[Coordinate annotation records]

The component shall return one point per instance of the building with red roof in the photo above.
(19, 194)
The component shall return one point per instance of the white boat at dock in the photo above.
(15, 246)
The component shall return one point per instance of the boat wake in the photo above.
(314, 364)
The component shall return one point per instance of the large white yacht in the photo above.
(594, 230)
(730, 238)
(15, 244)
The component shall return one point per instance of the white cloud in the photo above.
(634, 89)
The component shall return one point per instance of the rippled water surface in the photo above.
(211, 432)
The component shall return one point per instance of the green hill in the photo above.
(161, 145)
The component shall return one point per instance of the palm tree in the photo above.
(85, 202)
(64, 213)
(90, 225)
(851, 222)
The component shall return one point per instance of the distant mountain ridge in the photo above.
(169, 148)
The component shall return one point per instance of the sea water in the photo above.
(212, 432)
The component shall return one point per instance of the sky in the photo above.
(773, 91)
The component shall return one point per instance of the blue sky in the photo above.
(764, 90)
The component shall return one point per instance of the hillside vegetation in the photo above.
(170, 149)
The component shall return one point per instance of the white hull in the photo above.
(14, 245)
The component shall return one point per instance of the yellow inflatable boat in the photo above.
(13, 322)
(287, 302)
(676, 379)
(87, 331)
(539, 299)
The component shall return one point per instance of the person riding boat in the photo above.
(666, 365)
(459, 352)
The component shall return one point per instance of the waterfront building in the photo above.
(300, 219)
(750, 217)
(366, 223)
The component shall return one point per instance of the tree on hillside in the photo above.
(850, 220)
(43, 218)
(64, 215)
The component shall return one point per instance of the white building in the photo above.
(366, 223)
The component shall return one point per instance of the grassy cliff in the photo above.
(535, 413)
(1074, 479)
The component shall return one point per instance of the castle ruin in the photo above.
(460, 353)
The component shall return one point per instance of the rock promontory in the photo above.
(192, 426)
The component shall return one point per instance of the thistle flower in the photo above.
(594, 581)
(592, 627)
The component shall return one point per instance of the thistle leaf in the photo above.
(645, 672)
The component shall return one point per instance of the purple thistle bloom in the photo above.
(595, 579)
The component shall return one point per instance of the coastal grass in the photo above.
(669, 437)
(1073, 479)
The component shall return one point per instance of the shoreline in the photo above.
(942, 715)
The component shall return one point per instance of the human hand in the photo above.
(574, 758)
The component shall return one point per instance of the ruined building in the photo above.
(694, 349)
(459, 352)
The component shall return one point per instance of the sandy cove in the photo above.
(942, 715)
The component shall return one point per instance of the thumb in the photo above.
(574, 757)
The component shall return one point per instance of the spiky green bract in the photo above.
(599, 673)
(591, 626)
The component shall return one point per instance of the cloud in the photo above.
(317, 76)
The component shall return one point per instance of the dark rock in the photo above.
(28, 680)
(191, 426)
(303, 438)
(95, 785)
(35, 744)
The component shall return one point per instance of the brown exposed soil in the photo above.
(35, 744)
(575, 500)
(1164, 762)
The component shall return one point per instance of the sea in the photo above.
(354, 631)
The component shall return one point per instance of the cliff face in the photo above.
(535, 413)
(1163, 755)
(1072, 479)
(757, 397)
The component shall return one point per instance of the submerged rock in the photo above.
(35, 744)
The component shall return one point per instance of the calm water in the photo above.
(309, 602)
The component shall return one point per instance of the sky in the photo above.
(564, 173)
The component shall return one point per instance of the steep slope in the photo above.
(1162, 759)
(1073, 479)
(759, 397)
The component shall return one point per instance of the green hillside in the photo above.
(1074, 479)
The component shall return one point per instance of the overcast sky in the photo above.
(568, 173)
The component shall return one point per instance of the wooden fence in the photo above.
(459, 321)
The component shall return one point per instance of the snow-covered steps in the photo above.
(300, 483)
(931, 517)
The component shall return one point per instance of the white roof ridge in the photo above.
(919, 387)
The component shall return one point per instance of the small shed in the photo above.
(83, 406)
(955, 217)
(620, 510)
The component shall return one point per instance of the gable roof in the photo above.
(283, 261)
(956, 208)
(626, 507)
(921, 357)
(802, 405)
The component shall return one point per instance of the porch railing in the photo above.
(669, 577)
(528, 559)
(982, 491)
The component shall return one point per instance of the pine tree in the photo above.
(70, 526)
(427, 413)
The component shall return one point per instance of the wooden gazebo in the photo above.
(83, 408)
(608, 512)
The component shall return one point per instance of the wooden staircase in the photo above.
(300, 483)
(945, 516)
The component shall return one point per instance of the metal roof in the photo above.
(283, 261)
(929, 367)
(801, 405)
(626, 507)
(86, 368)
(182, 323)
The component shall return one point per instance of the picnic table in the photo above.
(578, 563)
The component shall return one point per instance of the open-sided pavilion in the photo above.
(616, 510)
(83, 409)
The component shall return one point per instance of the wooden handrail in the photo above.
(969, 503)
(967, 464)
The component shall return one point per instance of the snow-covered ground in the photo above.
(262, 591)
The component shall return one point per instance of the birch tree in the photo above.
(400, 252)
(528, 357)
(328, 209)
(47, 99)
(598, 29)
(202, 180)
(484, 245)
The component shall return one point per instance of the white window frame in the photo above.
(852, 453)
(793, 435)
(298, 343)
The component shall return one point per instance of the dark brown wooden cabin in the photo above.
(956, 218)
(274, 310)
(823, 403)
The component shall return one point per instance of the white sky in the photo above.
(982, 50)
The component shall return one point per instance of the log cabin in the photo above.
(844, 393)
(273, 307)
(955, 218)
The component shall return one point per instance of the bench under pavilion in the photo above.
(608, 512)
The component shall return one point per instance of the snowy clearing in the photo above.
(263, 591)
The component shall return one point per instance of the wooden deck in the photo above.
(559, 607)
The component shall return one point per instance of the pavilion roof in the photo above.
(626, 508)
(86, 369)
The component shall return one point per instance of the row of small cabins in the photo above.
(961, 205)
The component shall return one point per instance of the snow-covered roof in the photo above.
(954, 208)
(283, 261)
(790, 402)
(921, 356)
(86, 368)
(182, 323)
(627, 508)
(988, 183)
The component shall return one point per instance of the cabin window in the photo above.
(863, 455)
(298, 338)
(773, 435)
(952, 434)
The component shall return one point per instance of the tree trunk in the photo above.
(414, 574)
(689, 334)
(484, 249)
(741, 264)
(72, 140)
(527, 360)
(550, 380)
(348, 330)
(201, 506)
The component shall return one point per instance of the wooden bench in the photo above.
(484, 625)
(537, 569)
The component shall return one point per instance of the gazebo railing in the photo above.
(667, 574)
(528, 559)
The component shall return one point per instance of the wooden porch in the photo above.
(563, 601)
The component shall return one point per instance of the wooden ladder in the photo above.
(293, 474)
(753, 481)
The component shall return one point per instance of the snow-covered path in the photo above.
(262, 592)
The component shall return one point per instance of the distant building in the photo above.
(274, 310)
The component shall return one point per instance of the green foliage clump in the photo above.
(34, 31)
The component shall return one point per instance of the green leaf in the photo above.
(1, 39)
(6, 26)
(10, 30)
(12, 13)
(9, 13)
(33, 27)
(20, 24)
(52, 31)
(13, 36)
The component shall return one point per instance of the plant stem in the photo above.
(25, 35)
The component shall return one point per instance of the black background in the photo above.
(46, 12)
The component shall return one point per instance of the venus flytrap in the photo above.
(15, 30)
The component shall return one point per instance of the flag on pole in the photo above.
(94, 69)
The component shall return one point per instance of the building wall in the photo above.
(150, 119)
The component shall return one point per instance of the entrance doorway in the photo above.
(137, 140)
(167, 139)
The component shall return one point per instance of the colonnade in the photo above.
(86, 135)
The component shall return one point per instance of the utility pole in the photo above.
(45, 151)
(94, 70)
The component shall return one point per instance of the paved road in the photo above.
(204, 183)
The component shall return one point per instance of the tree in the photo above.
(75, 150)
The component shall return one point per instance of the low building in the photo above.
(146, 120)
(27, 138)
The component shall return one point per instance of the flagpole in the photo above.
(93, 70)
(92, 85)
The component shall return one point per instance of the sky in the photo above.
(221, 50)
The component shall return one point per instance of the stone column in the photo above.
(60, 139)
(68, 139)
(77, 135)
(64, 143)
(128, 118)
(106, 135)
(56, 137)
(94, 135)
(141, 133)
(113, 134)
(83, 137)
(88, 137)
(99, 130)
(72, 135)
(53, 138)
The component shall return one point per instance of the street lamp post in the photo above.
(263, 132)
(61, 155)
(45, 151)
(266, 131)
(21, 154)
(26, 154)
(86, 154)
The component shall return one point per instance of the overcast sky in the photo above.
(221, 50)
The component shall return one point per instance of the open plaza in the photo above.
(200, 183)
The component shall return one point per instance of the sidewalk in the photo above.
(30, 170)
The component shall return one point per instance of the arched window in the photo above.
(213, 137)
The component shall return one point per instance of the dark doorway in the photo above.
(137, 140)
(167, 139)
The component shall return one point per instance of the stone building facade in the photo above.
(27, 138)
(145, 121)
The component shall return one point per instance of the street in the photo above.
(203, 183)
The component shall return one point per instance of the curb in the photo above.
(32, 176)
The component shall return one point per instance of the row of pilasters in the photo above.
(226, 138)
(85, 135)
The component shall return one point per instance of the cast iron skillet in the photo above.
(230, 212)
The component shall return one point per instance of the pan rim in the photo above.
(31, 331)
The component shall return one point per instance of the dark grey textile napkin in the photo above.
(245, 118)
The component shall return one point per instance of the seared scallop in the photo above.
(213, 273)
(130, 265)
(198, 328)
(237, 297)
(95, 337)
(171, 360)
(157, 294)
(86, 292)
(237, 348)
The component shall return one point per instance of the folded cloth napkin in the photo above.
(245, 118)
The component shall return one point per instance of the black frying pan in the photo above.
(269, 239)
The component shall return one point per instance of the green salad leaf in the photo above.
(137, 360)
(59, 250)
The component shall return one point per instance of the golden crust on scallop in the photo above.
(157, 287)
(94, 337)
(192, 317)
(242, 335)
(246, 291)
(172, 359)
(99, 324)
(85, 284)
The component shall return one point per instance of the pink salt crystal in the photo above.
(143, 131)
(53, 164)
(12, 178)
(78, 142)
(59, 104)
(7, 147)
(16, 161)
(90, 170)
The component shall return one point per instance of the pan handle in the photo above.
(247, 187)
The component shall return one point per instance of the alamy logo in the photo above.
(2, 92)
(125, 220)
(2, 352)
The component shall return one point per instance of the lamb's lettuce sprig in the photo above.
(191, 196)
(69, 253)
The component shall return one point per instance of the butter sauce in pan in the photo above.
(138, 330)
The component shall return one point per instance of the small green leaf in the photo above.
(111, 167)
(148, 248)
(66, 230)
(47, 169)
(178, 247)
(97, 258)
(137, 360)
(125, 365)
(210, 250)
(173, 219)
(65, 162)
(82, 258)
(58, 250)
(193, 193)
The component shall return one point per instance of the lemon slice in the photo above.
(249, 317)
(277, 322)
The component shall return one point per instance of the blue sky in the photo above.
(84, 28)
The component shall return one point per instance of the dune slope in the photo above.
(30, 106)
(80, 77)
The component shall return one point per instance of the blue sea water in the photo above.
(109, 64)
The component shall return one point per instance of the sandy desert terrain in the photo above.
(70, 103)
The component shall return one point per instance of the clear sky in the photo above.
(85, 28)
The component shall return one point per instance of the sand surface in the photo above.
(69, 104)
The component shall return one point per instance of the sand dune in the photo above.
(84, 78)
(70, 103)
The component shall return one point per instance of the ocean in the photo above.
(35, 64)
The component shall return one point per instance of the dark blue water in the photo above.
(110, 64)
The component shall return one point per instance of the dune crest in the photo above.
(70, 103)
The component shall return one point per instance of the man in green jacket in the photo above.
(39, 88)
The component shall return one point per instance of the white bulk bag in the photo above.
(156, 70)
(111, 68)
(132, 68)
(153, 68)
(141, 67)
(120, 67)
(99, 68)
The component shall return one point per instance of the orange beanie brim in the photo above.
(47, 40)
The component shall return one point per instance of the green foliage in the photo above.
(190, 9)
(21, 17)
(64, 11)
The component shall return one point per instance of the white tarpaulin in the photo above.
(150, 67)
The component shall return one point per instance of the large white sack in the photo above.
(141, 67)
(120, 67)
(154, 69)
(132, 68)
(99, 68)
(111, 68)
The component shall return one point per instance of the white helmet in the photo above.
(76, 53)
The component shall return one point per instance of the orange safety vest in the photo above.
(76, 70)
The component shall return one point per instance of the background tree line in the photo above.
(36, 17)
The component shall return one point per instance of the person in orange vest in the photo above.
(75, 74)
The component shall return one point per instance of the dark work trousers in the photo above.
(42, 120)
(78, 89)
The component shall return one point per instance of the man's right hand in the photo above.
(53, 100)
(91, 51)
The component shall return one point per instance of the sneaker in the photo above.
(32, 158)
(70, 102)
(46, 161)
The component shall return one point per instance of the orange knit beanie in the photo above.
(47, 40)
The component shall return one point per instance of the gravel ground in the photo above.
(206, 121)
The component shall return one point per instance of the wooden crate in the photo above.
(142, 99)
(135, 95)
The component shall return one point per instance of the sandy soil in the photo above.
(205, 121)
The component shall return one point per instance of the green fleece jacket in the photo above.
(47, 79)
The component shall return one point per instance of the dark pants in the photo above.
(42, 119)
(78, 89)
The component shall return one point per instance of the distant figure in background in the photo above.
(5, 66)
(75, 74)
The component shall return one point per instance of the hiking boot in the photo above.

_Requirements:_
Your task is to write out the lines from the one with "crate in the photo above." through the end of the records, exactly and with nothing added.

_Written response:_
The component shall return one point per instance of the wooden crate in the photo above.
(142, 99)
(135, 95)
The component shall return one point per instance of the sandy soil in the photo above.
(205, 121)
The component shall return one point per instance of the green fleece jacket in the photo above.
(47, 79)
The component shall return one point per instance of the dark pants in the photo above.
(42, 119)
(78, 89)
The component shall return one point per instance of the distant figure in background in the photo above.
(5, 66)
(75, 74)
The component shall return one point per instance of the hiking boot in the photo above.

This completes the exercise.